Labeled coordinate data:
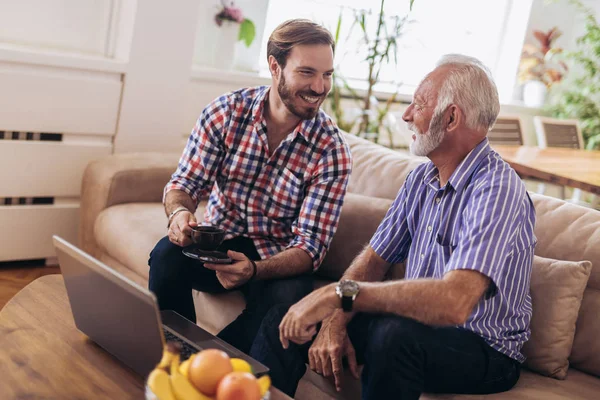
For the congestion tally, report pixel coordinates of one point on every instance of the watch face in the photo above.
(348, 288)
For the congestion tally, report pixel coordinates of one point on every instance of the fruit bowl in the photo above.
(209, 371)
(151, 396)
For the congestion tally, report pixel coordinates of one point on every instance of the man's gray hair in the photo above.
(471, 87)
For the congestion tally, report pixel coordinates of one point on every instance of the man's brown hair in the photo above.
(296, 32)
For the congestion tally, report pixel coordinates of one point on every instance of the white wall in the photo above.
(78, 26)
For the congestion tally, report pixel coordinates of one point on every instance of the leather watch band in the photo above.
(347, 303)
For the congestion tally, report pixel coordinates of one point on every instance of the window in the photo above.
(433, 28)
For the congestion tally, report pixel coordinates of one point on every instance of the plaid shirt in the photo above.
(284, 198)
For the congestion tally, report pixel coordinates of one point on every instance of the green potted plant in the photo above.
(368, 118)
(232, 27)
(578, 95)
(539, 68)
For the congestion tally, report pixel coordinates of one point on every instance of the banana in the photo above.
(240, 365)
(264, 382)
(182, 388)
(160, 384)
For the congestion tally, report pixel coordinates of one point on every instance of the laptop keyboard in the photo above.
(186, 349)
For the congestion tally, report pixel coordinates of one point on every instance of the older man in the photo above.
(463, 224)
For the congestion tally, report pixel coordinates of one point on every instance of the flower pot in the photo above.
(534, 94)
(225, 45)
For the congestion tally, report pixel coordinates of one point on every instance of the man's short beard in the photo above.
(287, 97)
(426, 143)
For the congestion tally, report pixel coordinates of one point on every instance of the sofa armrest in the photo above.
(118, 179)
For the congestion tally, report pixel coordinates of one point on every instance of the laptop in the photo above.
(123, 318)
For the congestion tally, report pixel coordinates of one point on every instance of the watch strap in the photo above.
(174, 212)
(347, 303)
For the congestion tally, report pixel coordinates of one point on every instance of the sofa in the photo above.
(122, 218)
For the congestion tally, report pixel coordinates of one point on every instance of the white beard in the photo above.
(425, 143)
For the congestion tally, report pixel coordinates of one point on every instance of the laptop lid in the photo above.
(115, 312)
(123, 318)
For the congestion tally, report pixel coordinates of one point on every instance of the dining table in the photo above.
(561, 166)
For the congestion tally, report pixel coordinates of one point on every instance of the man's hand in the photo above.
(300, 322)
(180, 230)
(331, 345)
(236, 274)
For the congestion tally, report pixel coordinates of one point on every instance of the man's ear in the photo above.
(274, 67)
(453, 117)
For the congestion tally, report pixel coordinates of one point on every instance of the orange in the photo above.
(207, 369)
(238, 386)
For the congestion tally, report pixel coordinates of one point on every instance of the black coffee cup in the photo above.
(208, 237)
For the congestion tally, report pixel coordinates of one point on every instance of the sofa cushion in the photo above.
(556, 291)
(570, 232)
(359, 220)
(128, 232)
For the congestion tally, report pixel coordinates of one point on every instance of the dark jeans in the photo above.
(402, 358)
(173, 276)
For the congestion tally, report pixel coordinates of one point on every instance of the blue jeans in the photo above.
(402, 358)
(173, 276)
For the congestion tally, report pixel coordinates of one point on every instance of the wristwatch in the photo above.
(175, 211)
(347, 290)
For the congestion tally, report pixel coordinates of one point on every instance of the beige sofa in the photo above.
(122, 218)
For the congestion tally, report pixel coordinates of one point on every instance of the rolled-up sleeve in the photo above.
(490, 223)
(392, 239)
(322, 205)
(203, 153)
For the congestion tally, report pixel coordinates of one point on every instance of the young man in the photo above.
(276, 168)
(463, 223)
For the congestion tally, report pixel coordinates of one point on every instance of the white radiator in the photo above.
(53, 122)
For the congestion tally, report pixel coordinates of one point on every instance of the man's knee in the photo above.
(393, 335)
(165, 261)
(288, 291)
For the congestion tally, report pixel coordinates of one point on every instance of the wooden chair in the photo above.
(506, 131)
(565, 133)
(552, 132)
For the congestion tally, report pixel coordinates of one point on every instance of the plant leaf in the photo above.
(247, 32)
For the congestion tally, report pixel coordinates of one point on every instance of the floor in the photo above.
(16, 275)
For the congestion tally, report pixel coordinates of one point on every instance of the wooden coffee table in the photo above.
(43, 355)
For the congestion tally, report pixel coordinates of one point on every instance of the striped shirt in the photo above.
(482, 220)
(288, 197)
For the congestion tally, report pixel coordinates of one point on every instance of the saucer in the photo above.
(212, 257)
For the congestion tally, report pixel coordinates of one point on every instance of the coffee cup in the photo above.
(207, 237)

» **Exercise**
Extract every line of the listing above verbatim, leaving out the pictures.

» **Response**
For the congestion tally, report pixel coordinates of one point on every instance of the watch face in the photo above.
(348, 288)
For the congestion tally, report pixel coordinates of one point on every instance of the fruit bowl in the photo above.
(209, 371)
(151, 396)
For the congestion tally, report pixel coordinates of one point on every instance of the man's gray hair in the photo above.
(471, 87)
For the congestion tally, report pixel coordinates of one point on every instance of the man's brown hair in the photo above.
(296, 32)
For the congestion tally, report pixel coordinates of one point on every instance of the white wall in the photo above.
(78, 26)
For the congestion tally, report pixel coordinates of one point on every instance of the leather watch band in the photo above.
(347, 303)
For the congestion tally, report pixel coordinates of one point on every instance of the window in the photo above.
(433, 28)
For the congestion tally, report pixel coordinates of one point on every instance of the plaid shirt in the photo above.
(284, 198)
For the congestion tally, report pixel coordinates of one point on every instance of the green potted plant in the photo above.
(368, 118)
(232, 27)
(578, 95)
(539, 68)
For the congestion tally, report pixel coordinates of one point on every instance of the banana in the photo above.
(240, 365)
(264, 382)
(182, 388)
(160, 384)
For the congestion tally, report pixel coordinates of one point on every instance of the laptop keyboard in the photo above.
(186, 349)
For the congestion tally, report pixel coordinates of one point on every instance of the older man in the photo above.
(463, 224)
For the congestion tally, report pixel coordinates of one point on every instance of the flower pot in the photo above.
(534, 94)
(225, 45)
For the congestion tally, report pixel coordinates of one point on every instance of the man's short beard in the photo above.
(287, 97)
(426, 143)
For the congestion tally, report pixel coordinates of one point on every instance of the sofa armrest in the photo above.
(118, 179)
For the congestion tally, report pixel coordinates of one point on every instance of the laptop in the photo above.
(123, 318)
For the congestion tally, report pixel coordinates of one point on every instance of the watch strap in the photo above.
(174, 212)
(347, 303)
For the congestion tally, report pixel coordinates of one point on every instance of the sofa in the photo above.
(122, 218)
For the congestion tally, report pixel coordinates of one point on every instance of the white beard in the photo above.
(425, 143)
For the congestion tally, report pixel coordinates of one point on every instance of the laptop lid in the photo above.
(115, 312)
(123, 318)
For the congestion tally, report pixel coordinates of one point on every instance of the dining table in the photo above.
(561, 166)
For the congestion tally, report pixel coordinates of one point on every instance of the man's hand in the photo above.
(300, 322)
(180, 230)
(331, 345)
(236, 274)
For the congestion tally, report pixel coordinates of one point on every instance of the man's ear in the photo above.
(274, 67)
(453, 117)
For the congestion tally, report pixel coordinates of one point on every instance of the orange in the photo above.
(207, 369)
(238, 386)
For the congestion tally, report pixel coordinates of one point on every instance of the black coffee cup in the photo above.
(208, 237)
For the congestion tally, report pixel coordinates of one point on every instance of the sofa cushion in the photo above.
(556, 291)
(570, 232)
(359, 220)
(128, 232)
For the congestion tally, report pixel coordinates of one point on every instance of the dark jeans in the photo above.
(402, 358)
(173, 276)
For the congestion tally, report pixel coordinates of one point on every instance of the blue jeans in the photo above.
(402, 358)
(173, 276)
For the congestion tally, report pixel coordinates of one point on every instance of the wristwatch in the photo above.
(175, 211)
(347, 290)
For the congestion tally, report pixel coordinates of one point on every instance of the beige sofa in the photo above.
(122, 218)
For the congestion tally, report pixel coordinates of one point on every instance of the rolled-up sleeve in the photo above.
(490, 223)
(392, 239)
(322, 205)
(203, 153)
For the congestion tally, report pixel coordinates of one point on every instance of the young man in the photo above.
(276, 168)
(463, 223)
For the congestion tally, report pixel coordinates of one point on every instance of the white radiator in the photo above.
(53, 122)
For the congestion tally, report pixel coordinates of one point on every instance of the man's knee in the photo above.
(393, 335)
(165, 261)
(288, 291)
For the congestion tally, report pixel coordinates of one point on every instance of the wooden chair in the photo above.
(506, 131)
(565, 133)
(552, 132)
For the congestion tally, report pixel coordinates of one point on every instance of the plant leaf in the photo above.
(247, 32)
For the congestion tally, report pixel coordinates of one point on every instance of the floor in the photo above.
(16, 275)
For the congestion tally, report pixel coordinates of one point on every instance of the wooden coffee table in the photo above.
(43, 355)
For the congestion tally, report pixel coordinates of one point on every instance of the striped shirt in the photo above.
(482, 220)
(288, 197)
For the congestion tally, report pixel coordinates of one point on every instance of the saucer in the photo above.
(212, 257)
For the congestion tally, report pixel coordinates of one point on every instance of the coffee cup in the photo above.
(207, 237)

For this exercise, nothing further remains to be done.